Data listing
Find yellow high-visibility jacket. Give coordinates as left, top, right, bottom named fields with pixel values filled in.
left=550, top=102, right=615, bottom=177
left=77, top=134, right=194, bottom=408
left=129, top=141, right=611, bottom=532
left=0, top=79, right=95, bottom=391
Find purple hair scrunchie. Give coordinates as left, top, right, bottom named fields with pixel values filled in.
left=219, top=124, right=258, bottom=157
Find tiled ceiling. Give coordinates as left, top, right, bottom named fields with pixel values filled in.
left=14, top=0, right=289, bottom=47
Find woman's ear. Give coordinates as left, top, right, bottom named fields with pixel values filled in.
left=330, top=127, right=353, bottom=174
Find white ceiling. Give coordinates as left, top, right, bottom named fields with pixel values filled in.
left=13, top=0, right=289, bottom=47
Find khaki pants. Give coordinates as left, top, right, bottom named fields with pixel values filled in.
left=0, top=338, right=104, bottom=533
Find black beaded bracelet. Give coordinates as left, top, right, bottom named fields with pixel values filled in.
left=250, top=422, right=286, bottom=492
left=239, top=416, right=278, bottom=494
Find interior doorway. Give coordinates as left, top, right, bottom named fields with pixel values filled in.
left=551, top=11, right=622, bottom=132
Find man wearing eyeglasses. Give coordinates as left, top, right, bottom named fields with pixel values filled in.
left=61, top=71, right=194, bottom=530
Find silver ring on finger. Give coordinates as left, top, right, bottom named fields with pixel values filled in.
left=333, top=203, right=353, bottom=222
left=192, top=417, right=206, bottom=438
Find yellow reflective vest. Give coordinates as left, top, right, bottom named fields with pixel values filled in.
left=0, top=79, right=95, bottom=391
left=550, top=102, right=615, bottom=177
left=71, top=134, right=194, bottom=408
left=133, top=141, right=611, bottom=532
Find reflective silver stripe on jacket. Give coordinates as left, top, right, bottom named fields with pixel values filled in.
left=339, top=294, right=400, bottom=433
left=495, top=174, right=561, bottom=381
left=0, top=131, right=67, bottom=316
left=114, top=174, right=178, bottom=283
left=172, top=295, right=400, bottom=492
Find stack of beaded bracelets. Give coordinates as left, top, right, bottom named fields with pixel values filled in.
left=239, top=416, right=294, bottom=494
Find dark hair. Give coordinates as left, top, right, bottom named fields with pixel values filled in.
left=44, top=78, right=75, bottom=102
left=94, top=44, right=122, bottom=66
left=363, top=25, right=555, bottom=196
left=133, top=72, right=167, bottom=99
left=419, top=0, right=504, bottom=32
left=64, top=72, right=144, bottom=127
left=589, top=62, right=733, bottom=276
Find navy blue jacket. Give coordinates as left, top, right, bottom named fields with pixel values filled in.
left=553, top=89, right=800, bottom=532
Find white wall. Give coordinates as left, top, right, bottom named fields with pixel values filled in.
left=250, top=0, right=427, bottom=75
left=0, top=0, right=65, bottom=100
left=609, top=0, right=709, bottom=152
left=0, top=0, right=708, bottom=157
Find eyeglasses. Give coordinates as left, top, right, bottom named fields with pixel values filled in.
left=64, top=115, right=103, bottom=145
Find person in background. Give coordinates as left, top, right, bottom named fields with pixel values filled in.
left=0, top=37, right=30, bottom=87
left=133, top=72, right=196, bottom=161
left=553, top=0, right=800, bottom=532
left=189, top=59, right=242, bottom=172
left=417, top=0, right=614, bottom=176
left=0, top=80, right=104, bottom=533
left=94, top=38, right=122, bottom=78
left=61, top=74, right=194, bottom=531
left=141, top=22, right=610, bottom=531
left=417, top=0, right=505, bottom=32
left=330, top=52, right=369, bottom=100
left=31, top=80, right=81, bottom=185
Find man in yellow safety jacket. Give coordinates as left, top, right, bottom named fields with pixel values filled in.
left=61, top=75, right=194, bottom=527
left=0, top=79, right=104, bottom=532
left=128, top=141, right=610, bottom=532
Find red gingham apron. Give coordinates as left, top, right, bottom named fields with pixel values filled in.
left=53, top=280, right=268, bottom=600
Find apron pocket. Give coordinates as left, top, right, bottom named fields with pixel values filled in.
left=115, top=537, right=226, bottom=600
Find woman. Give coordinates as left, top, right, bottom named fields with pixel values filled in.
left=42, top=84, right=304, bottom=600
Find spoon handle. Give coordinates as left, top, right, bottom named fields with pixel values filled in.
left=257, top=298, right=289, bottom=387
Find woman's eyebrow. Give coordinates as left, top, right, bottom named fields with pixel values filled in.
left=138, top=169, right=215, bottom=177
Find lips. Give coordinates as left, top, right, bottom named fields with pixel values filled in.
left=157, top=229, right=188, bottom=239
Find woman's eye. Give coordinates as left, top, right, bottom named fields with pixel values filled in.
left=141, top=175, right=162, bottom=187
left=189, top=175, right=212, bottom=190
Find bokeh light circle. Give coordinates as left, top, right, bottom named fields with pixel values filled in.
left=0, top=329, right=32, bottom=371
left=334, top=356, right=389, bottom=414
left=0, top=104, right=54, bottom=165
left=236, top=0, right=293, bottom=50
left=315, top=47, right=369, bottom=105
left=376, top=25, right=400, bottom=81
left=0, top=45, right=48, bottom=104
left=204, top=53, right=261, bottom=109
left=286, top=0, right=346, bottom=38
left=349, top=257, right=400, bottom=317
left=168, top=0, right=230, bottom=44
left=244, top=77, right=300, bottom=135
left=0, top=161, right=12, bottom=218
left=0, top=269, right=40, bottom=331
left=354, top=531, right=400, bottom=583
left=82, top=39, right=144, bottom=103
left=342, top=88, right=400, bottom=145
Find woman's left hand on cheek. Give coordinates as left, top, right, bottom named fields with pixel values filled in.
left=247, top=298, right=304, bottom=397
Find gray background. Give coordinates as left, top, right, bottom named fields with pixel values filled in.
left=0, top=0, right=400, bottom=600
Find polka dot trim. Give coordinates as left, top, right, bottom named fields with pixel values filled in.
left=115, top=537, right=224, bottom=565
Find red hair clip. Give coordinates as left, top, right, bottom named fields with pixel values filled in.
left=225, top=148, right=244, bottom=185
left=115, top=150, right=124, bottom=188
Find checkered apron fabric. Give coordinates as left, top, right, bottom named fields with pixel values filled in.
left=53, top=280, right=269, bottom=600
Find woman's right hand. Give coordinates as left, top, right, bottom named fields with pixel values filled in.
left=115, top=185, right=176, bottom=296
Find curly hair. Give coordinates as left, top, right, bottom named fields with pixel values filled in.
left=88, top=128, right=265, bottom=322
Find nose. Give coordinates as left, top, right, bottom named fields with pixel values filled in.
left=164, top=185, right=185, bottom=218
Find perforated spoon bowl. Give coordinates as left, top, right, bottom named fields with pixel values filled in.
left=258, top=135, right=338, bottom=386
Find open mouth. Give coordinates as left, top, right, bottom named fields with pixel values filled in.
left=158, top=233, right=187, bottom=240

What you need to do
Rewrite the entries above as a numbered list, with any blank lines removed.

Solved problem
1. Find yellow high-visibility jacket. Give coordinates as left, top, right, bottom named fields with pixel values filled in.
2. left=550, top=102, right=615, bottom=177
3. left=77, top=134, right=194, bottom=408
4. left=129, top=141, right=611, bottom=532
5. left=0, top=79, right=95, bottom=391
6. Find purple hair scrunchie. Give coordinates as left, top, right, bottom named fields with pixel values filled in.
7. left=219, top=124, right=258, bottom=157
8. Find tiled ceiling. Give coordinates as left, top, right, bottom named fields with pixel values filled in.
9. left=14, top=0, right=289, bottom=47
10. Find woman's ear. Give coordinates as left, top, right, bottom named fields with pixel values filled in.
11. left=330, top=127, right=353, bottom=174
12. Find white ceiling. Give coordinates as left, top, right, bottom named fields with pixel values filled in.
13. left=13, top=0, right=289, bottom=47
14. Find khaki pants. Give coordinates as left, top, right, bottom named fields with pixel values filled in.
15. left=0, top=338, right=104, bottom=533
16. Find black beaded bracelet. Give coordinates as left, top, right, bottom named fields with pixel values filled in.
17. left=250, top=422, right=286, bottom=492
18. left=239, top=416, right=278, bottom=494
19. Find interior doorway. Give coordinates as left, top, right, bottom named fields with pixel values filled in.
20. left=551, top=11, right=622, bottom=132
21. Find man wearing eyeglasses. Give coordinates as left, top, right, bottom named fields with pixel values filled in.
22. left=61, top=71, right=194, bottom=530
23. Find silver ring on finger. Give coordinates as left, top, right, bottom named fields with pixel values filled in.
24. left=333, top=203, right=353, bottom=222
25. left=192, top=417, right=206, bottom=438
26. Find yellow reflective vest. Give coordinates as left, top, right, bottom named fields with pixel values filled in.
27. left=0, top=79, right=95, bottom=391
28. left=550, top=102, right=615, bottom=177
29. left=71, top=134, right=194, bottom=408
30. left=133, top=141, right=611, bottom=532
31. Find reflective silver stripe on jacket. Give coordinates as left, top, right, bottom named fields with pixel values filled in.
32. left=339, top=294, right=400, bottom=433
33. left=495, top=174, right=561, bottom=381
34. left=0, top=131, right=67, bottom=316
35. left=114, top=174, right=178, bottom=283
36. left=172, top=295, right=400, bottom=492
37. Find stack of beaded bracelets. Give coordinates as left, top, right, bottom named fields with pixel values filled in.
38. left=239, top=416, right=294, bottom=494
39. Find dark hair. Give coordinates as left, top, right, bottom named fields with pixel values filled in.
40. left=44, top=78, right=75, bottom=102
41. left=94, top=44, right=122, bottom=66
42. left=363, top=25, right=555, bottom=196
43. left=133, top=72, right=167, bottom=99
44. left=419, top=0, right=504, bottom=32
45. left=64, top=72, right=144, bottom=127
46. left=589, top=62, right=733, bottom=276
47. Find navy blue jacket. Give coordinates as left, top, right, bottom named fields with pixel values filled in.
48. left=553, top=89, right=800, bottom=532
49. Find white wall. Give coordinates as left, top, right, bottom named fields with pixel values filled in.
50. left=250, top=0, right=427, bottom=75
51. left=0, top=0, right=65, bottom=100
52. left=609, top=0, right=709, bottom=152
53. left=0, top=0, right=708, bottom=157
54. Find eyeglasses. Give coordinates as left, top, right, bottom named fields with pixel values filled in.
55. left=64, top=115, right=103, bottom=145
56. Find person in background. Give coordinates as left, top, right, bottom named fields with pixel values filled in.
57. left=0, top=37, right=30, bottom=87
58. left=133, top=72, right=196, bottom=161
59. left=553, top=0, right=800, bottom=532
60. left=189, top=59, right=242, bottom=172
61. left=417, top=0, right=614, bottom=176
62. left=0, top=80, right=104, bottom=533
63. left=94, top=38, right=122, bottom=78
64. left=61, top=74, right=194, bottom=531
65. left=141, top=22, right=610, bottom=531
66. left=417, top=0, right=505, bottom=32
67. left=330, top=52, right=369, bottom=100
68. left=31, top=80, right=81, bottom=185
69. Find man in yellow safety jacket. Give coordinates as left, top, right, bottom named fields with pixel values filled in.
70. left=61, top=75, right=194, bottom=527
71. left=0, top=79, right=104, bottom=532
72. left=128, top=141, right=610, bottom=532
73. Find red gingham apron. Give coordinates as left, top, right, bottom named fields with pixel values filled in.
74. left=53, top=280, right=268, bottom=600
75. Find apron pocket. Give coordinates as left, top, right, bottom named fields with pixel values filled in.
76. left=115, top=537, right=226, bottom=600
77. Find woman. Give coordinates as left, top, right, bottom named fields with pixel values filled in.
78. left=42, top=84, right=304, bottom=600
79. Find spoon handle. Give coordinates as left, top, right, bottom named fields with pixel values filled in.
80. left=257, top=298, right=289, bottom=387
81. Find woman's eyebrow. Give coordinates as left, top, right, bottom named fields with pixel values filled in.
82. left=138, top=169, right=215, bottom=177
83. Find lips. Give coordinates as left, top, right, bottom named fields with pixel values filled in.
84. left=157, top=229, right=188, bottom=239
85. Find woman's eye. Give coordinates as left, top, right, bottom named fields with pixel values filled in.
86. left=141, top=175, right=162, bottom=187
87. left=189, top=175, right=212, bottom=190
88. Find bokeh light circle. Give coordinates as left, top, right, bottom named fields with pixel values filled in.
89. left=0, top=329, right=32, bottom=371
90. left=334, top=356, right=389, bottom=414
91. left=0, top=104, right=54, bottom=165
92. left=236, top=0, right=293, bottom=50
93. left=315, top=47, right=369, bottom=105
94. left=376, top=25, right=400, bottom=81
95. left=0, top=45, right=48, bottom=104
96. left=204, top=53, right=261, bottom=109
97. left=286, top=0, right=346, bottom=38
98. left=349, top=257, right=400, bottom=317
99. left=168, top=0, right=230, bottom=44
100. left=244, top=77, right=300, bottom=135
101. left=0, top=161, right=12, bottom=218
102. left=0, top=269, right=40, bottom=331
103. left=354, top=531, right=400, bottom=583
104. left=82, top=39, right=144, bottom=103
105. left=342, top=88, right=400, bottom=145
106. Find woman's left hand on cheek. Give coordinates as left, top, right, bottom named fields with pixel values filled in.
107. left=247, top=298, right=304, bottom=397
108. Find gray background. Give coordinates as left, top, right, bottom named fields with pixel values filled in.
109. left=0, top=0, right=400, bottom=600
110. Find polka dot trim. Give coordinates as left, top, right, bottom named fields with pixel values filled in.
111. left=115, top=537, right=224, bottom=565
112. Find red hair clip. Give coordinates as left, top, right, bottom named fields with pixel values filled in.
113. left=225, top=148, right=244, bottom=185
114. left=115, top=150, right=124, bottom=188
115. Find checkered apron fabric. Give coordinates as left, top, right, bottom named fields with pixel values filled in.
116. left=53, top=280, right=269, bottom=600
117. Find woman's right hand. Give coordinates as left, top, right, bottom named fields with pixel values filled in.
118. left=115, top=185, right=176, bottom=296
119. Find curly hair. Give coordinates as left, top, right, bottom named fields with pixel values filled in.
120. left=88, top=128, right=265, bottom=322
121. Find nose. Give coordinates as left, top, right, bottom named fields with pixel values filled in.
122. left=164, top=185, right=185, bottom=218
123. Find perforated spoon bowl. Give coordinates as left, top, right, bottom named fields with pixel values filled in.
124. left=258, top=135, right=338, bottom=386
125. Find open mouth. Give coordinates as left, top, right, bottom named fields with pixel values filled in.
126. left=158, top=233, right=187, bottom=240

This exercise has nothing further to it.